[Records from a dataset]
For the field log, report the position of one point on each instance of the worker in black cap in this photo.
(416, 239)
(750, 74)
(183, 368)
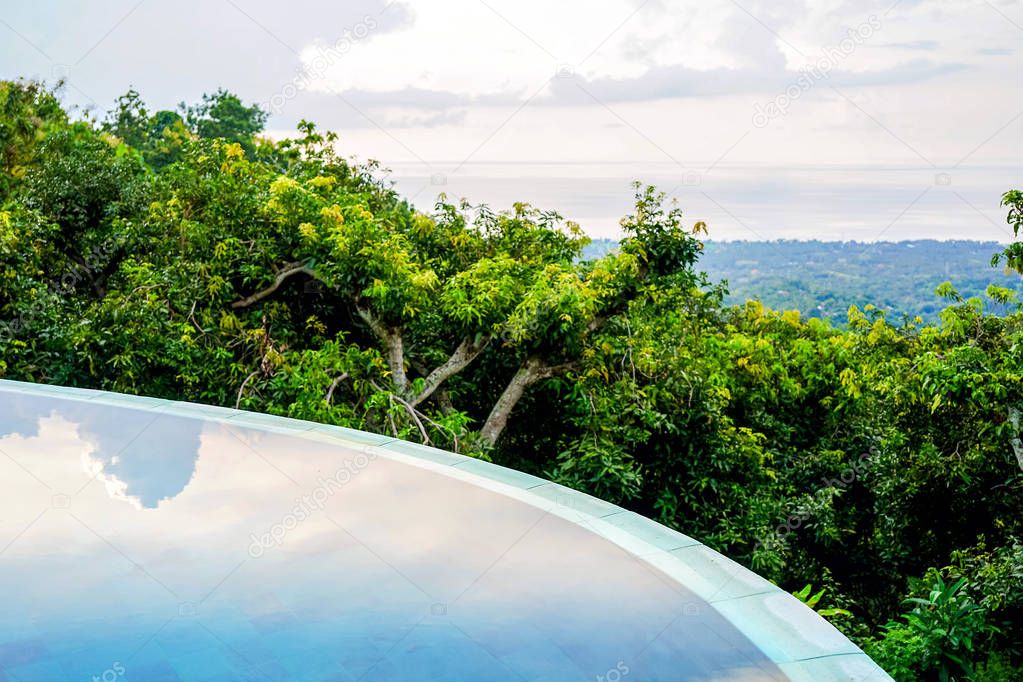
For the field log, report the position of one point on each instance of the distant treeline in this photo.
(825, 278)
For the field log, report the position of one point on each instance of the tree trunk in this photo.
(527, 375)
(466, 352)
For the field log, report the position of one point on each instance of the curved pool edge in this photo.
(799, 641)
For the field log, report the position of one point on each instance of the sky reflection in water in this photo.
(150, 547)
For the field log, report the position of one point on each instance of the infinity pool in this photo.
(152, 541)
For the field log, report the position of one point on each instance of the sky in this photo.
(826, 120)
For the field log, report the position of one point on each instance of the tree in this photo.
(223, 116)
(28, 112)
(1013, 255)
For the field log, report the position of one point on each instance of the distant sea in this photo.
(759, 202)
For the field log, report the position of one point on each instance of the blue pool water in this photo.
(140, 545)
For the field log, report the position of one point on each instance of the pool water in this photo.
(138, 543)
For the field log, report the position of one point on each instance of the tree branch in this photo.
(393, 343)
(531, 371)
(290, 270)
(334, 384)
(466, 352)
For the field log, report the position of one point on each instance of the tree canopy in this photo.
(179, 255)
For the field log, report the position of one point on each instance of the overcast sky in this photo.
(691, 88)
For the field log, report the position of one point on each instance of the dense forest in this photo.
(826, 278)
(874, 468)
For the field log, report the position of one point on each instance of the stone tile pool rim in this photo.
(803, 644)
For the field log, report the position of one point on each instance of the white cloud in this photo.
(492, 49)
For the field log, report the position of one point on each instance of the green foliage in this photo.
(183, 258)
(939, 637)
(223, 116)
(825, 278)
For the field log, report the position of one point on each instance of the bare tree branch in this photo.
(393, 343)
(466, 352)
(334, 384)
(242, 388)
(532, 370)
(290, 270)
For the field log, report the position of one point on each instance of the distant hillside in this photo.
(824, 278)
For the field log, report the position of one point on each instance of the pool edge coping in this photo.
(763, 612)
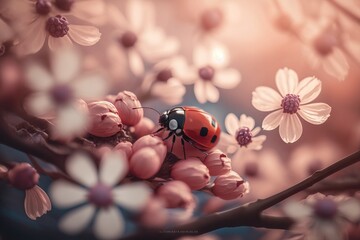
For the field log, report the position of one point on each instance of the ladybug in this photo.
(193, 125)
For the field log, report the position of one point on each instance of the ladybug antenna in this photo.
(149, 108)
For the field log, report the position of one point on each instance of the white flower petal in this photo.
(308, 89)
(113, 168)
(286, 81)
(90, 87)
(58, 44)
(80, 167)
(84, 35)
(65, 65)
(109, 223)
(266, 99)
(290, 128)
(136, 63)
(350, 209)
(132, 196)
(231, 124)
(38, 78)
(199, 91)
(315, 113)
(272, 120)
(297, 211)
(75, 221)
(65, 194)
(227, 78)
(212, 93)
(336, 65)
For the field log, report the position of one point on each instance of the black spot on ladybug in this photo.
(203, 131)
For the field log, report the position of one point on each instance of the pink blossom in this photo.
(145, 163)
(129, 108)
(192, 172)
(217, 162)
(176, 194)
(105, 120)
(230, 186)
(295, 99)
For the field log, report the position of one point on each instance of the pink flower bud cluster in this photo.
(108, 117)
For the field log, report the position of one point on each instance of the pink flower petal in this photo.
(308, 89)
(227, 78)
(75, 221)
(211, 92)
(59, 43)
(84, 35)
(290, 128)
(315, 113)
(109, 223)
(266, 99)
(272, 120)
(231, 124)
(124, 195)
(113, 168)
(286, 81)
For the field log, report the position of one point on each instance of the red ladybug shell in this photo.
(201, 128)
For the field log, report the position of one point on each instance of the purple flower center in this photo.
(211, 19)
(290, 103)
(206, 73)
(57, 26)
(128, 39)
(43, 7)
(243, 136)
(64, 5)
(164, 75)
(61, 94)
(100, 195)
(251, 169)
(325, 208)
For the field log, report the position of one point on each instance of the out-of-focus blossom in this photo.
(217, 162)
(58, 96)
(129, 108)
(324, 217)
(307, 159)
(100, 193)
(242, 134)
(230, 186)
(38, 21)
(210, 71)
(165, 80)
(294, 99)
(176, 195)
(192, 172)
(105, 120)
(24, 177)
(139, 37)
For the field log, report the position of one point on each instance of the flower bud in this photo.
(230, 186)
(144, 127)
(153, 142)
(191, 171)
(125, 103)
(23, 176)
(176, 194)
(217, 162)
(126, 147)
(145, 163)
(105, 120)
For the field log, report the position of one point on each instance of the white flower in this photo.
(100, 192)
(59, 97)
(294, 100)
(242, 134)
(323, 217)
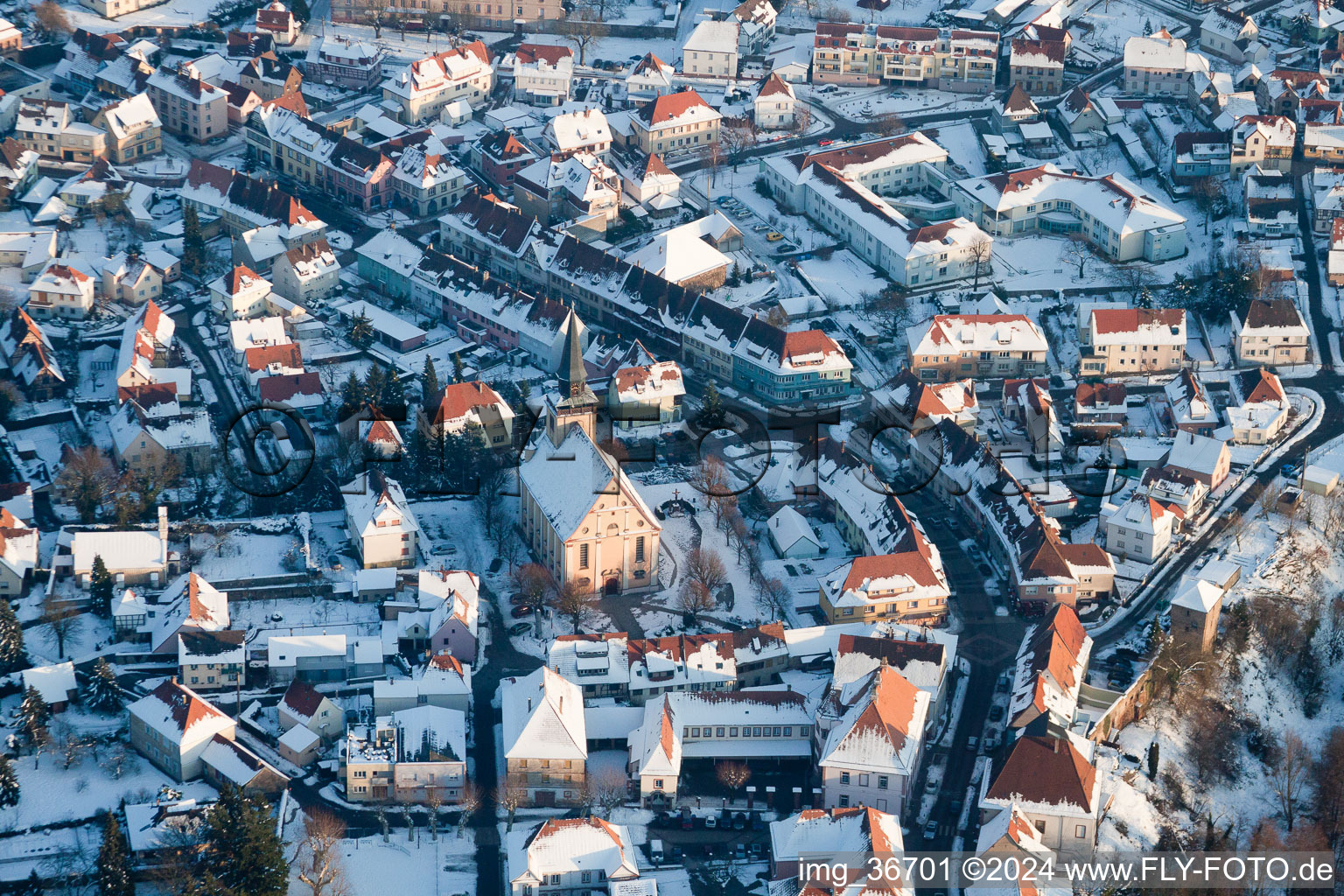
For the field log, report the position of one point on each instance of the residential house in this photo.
(952, 346)
(1133, 340)
(461, 409)
(675, 122)
(1200, 457)
(1117, 216)
(1054, 782)
(172, 725)
(426, 87)
(211, 660)
(956, 60)
(1273, 333)
(544, 738)
(306, 273)
(574, 856)
(60, 290)
(1143, 528)
(1191, 409)
(774, 103)
(1258, 409)
(379, 522)
(872, 752)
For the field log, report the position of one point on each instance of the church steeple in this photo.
(574, 388)
(576, 404)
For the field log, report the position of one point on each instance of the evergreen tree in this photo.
(351, 396)
(32, 886)
(711, 406)
(429, 379)
(192, 242)
(394, 393)
(242, 850)
(100, 587)
(360, 331)
(374, 383)
(35, 715)
(102, 693)
(8, 783)
(12, 655)
(113, 861)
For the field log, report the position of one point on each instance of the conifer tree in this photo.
(113, 861)
(429, 379)
(102, 693)
(100, 587)
(242, 852)
(8, 783)
(12, 655)
(192, 242)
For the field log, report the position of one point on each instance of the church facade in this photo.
(579, 512)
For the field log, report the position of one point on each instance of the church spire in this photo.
(574, 388)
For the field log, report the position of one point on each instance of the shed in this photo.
(792, 535)
(1319, 480)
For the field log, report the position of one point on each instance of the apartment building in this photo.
(50, 130)
(424, 88)
(1158, 65)
(1117, 216)
(1264, 141)
(188, 107)
(1273, 333)
(711, 52)
(869, 55)
(675, 122)
(133, 130)
(958, 346)
(1038, 65)
(414, 755)
(1133, 340)
(343, 62)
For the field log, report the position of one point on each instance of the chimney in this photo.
(163, 532)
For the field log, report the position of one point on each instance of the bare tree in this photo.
(576, 605)
(606, 788)
(62, 621)
(734, 775)
(52, 19)
(706, 569)
(468, 803)
(1291, 774)
(694, 599)
(1078, 253)
(982, 251)
(318, 858)
(584, 29)
(509, 794)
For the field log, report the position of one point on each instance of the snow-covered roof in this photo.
(543, 718)
(180, 715)
(54, 682)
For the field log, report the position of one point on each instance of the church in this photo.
(579, 511)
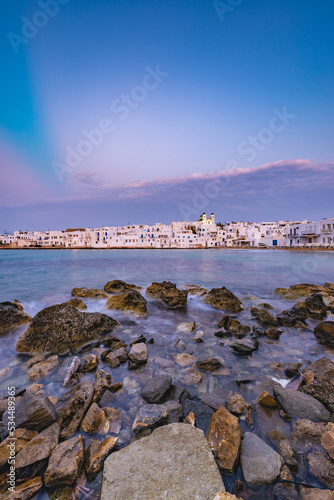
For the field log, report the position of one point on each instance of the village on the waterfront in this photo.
(202, 233)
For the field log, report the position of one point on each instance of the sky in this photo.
(136, 111)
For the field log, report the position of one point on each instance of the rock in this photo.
(90, 362)
(39, 448)
(242, 347)
(24, 491)
(315, 494)
(325, 333)
(156, 389)
(91, 293)
(168, 294)
(264, 316)
(184, 359)
(102, 381)
(327, 441)
(164, 461)
(118, 286)
(61, 327)
(131, 301)
(236, 404)
(233, 325)
(222, 298)
(67, 370)
(12, 316)
(300, 405)
(94, 420)
(291, 369)
(224, 438)
(43, 369)
(32, 411)
(322, 467)
(96, 454)
(209, 364)
(138, 355)
(148, 418)
(78, 303)
(72, 406)
(260, 464)
(65, 462)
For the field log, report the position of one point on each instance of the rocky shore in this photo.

Problem to work on: Leave the images out, please, and restate each line word for word.

The output:
For the field log, report the position of one point on each instance of the worker in black cap in this photo.
(416, 239)
(750, 74)
(183, 368)
For the field log, report the position of one point on each instance of the distant treeline in this photo.
(825, 278)
For the field log, report the position of one point on each instance of the tree trunk in this photo.
(527, 375)
(466, 352)
For the field log, report the position of one point on each instance of the curved pool edge in this photo.
(799, 641)
For the field log, report the position of one point on each instance of the sky reflection in water in this photo.
(150, 547)
For the field log, report the position of one point on each instance of the infinity pool in this photo.
(152, 541)
For the field log, report the position of one point on each instance of the sky in this photo.
(826, 120)
For the field log, report the position of one point on each instance of the tree in this photo.
(223, 116)
(28, 112)
(1013, 255)
For the field log, report the position of one point on each instance of the distant sea in this photo.
(759, 202)
For the field log, report the position of one point on each instance of the blue pool water in this photo.
(140, 545)
For the field log, report the position of one point on each instance of the pool water in this photo.
(138, 543)
For the field log, report the position of one point on each instance of the tree branch in this photo.
(393, 343)
(531, 371)
(290, 270)
(334, 384)
(466, 352)
For the field log, report the position of one point on each instance of the tree canopy in this photo.
(179, 255)
For the field log, report the position of one point on each instance of the overcast sky in this photo.
(691, 88)
For the field log, report the position of one point on each instance of the dense forest in this photo.
(826, 278)
(874, 468)
For the field log, report the position of one point on each instance of the stone tile pool rim in this photo.
(803, 644)
For the field log, report the position of one point on each instance of the white cloud in this photo.
(492, 49)
For the field log, report the position of one point on each instance of the green foliage in this photo.
(183, 258)
(939, 637)
(223, 116)
(825, 278)
For the field log, report the position of one point on each instance of the bare tree branch in this photo.
(393, 343)
(466, 352)
(334, 384)
(242, 388)
(532, 370)
(290, 270)
For the field log, report the position of one point on each instance of the distant hillside in this photo.
(824, 278)
For the field log, report the position of one point on each instance of the pool edge coping in this photo.
(763, 612)
For the field log, report the position of one point on each instance of the ladybug in this photo.
(193, 125)
For the field log, report the position of one point on each instance of the ladybug antenna in this photo.
(149, 108)
For the field log, report the position of one point on each instance of the white flower petal in this photo.
(308, 89)
(113, 168)
(286, 81)
(90, 87)
(58, 44)
(80, 167)
(84, 35)
(65, 65)
(109, 223)
(266, 99)
(290, 128)
(136, 63)
(350, 209)
(132, 196)
(231, 124)
(38, 78)
(199, 91)
(315, 113)
(272, 120)
(297, 211)
(75, 221)
(65, 194)
(227, 78)
(212, 93)
(336, 65)
For the field log, report the position of one point on each instance of the black spot on ladybug in this photo.
(203, 131)
For the field log, report the position of one point on each instance of the pink blossom in this photo.
(145, 163)
(129, 108)
(192, 172)
(217, 162)
(176, 194)
(105, 120)
(230, 186)
(295, 99)
For the field log, report the position of one point on each instance of the pink flower bud cluster in this photo.
(108, 117)
For the field log, report the position of one point on each instance of the pink flower petal in this photo.
(308, 89)
(227, 78)
(75, 221)
(211, 92)
(59, 43)
(84, 35)
(290, 128)
(315, 113)
(109, 223)
(266, 99)
(272, 120)
(231, 124)
(124, 195)
(113, 168)
(286, 81)
For the field log, report the position of one point on each instance of the red ladybug shell in this photo.
(201, 128)
For the field log, report the position of one point on each instance of the purple flower center in this photo.
(211, 19)
(290, 103)
(206, 73)
(57, 26)
(128, 39)
(43, 7)
(243, 136)
(64, 5)
(164, 75)
(61, 94)
(100, 195)
(251, 169)
(325, 208)
For the field log, report the position of one point on each instance of the out-of-focus blossom in this photo.
(217, 162)
(58, 96)
(129, 108)
(324, 217)
(307, 159)
(100, 193)
(242, 134)
(230, 186)
(38, 21)
(210, 71)
(165, 80)
(294, 99)
(176, 195)
(192, 172)
(105, 120)
(24, 177)
(139, 37)
For the field log, report the position of one point on each instance of the flower bud in this photo.
(230, 186)
(144, 127)
(153, 142)
(191, 171)
(125, 103)
(23, 176)
(176, 194)
(217, 162)
(126, 147)
(145, 163)
(105, 120)
For the field log, report the position of one point on each instance of the white flower in this photo.
(100, 192)
(59, 97)
(294, 100)
(242, 134)
(323, 217)
For the field log, report the position of one point on each instance of the residential house in this photo.
(952, 346)
(1133, 340)
(461, 409)
(675, 122)
(1200, 457)
(1117, 216)
(1054, 782)
(172, 725)
(426, 87)
(211, 660)
(956, 60)
(1273, 333)
(544, 738)
(306, 273)
(574, 856)
(60, 290)
(1143, 528)
(1191, 409)
(774, 103)
(1258, 409)
(379, 522)
(872, 752)
For the field log, report the position of one point on each instance of the church steeple in this photo.
(574, 388)
(576, 404)
For the field log, report the position of one point on each instance of the evergreen tree in this photo.
(351, 396)
(32, 886)
(711, 406)
(429, 379)
(192, 242)
(394, 393)
(242, 850)
(100, 587)
(360, 331)
(374, 383)
(35, 715)
(102, 693)
(8, 783)
(12, 655)
(113, 861)
For the field log, report the position of one point on each instance of the conifer tree in this photo.
(113, 861)
(429, 379)
(102, 693)
(100, 587)
(242, 852)
(8, 783)
(12, 655)
(192, 242)
For the field log, report the position of one point on each instance of the church facade in this photo.
(579, 512)
For the field log, report the position of one point on each instance of the church spire in this photo.
(574, 388)
For the field log, report the position of one point on each instance of the shed in this photo.
(792, 535)
(1319, 480)
For the field log, report the position of one point on each instance of the apartment building in this photo.
(50, 130)
(424, 88)
(1158, 65)
(1117, 216)
(1264, 141)
(188, 107)
(1273, 333)
(711, 52)
(869, 55)
(675, 122)
(133, 130)
(958, 346)
(1038, 65)
(414, 755)
(1133, 340)
(343, 62)
For the field log, report the position of one point on each instance of the chimney in this photo.
(163, 532)
For the field log, report the position of one point on each instance of the bare tree in this photo.
(576, 605)
(606, 788)
(62, 621)
(734, 775)
(52, 19)
(706, 569)
(468, 803)
(1291, 774)
(694, 599)
(1078, 253)
(982, 251)
(318, 858)
(584, 29)
(509, 794)
For the field log, report the position of one point on each instance of the snow-covered roof in this photo.
(543, 718)
(180, 715)
(54, 682)
For the field log, report the position of one point on each instance of the church in this photo.
(579, 511)
For the field log, report the position of one point on each instance of the village on the waterfront in this photo.
(202, 233)
For the field log, report the position of one point on each instance of the sky in this photo.
(136, 111)
For the field log, report the position of one point on each instance of the rock in this photo.
(90, 362)
(39, 448)
(242, 347)
(24, 491)
(315, 494)
(325, 333)
(156, 389)
(91, 293)
(168, 294)
(264, 316)
(184, 359)
(102, 381)
(327, 441)
(164, 461)
(118, 286)
(61, 327)
(131, 301)
(236, 404)
(233, 325)
(222, 298)
(67, 370)
(12, 316)
(300, 405)
(94, 420)
(291, 369)
(224, 438)
(43, 369)
(32, 411)
(322, 467)
(96, 454)
(209, 364)
(138, 355)
(148, 418)
(78, 303)
(72, 406)
(260, 464)
(65, 462)
For the field log, report the position of one point on each instance of the rocky shore in this photo.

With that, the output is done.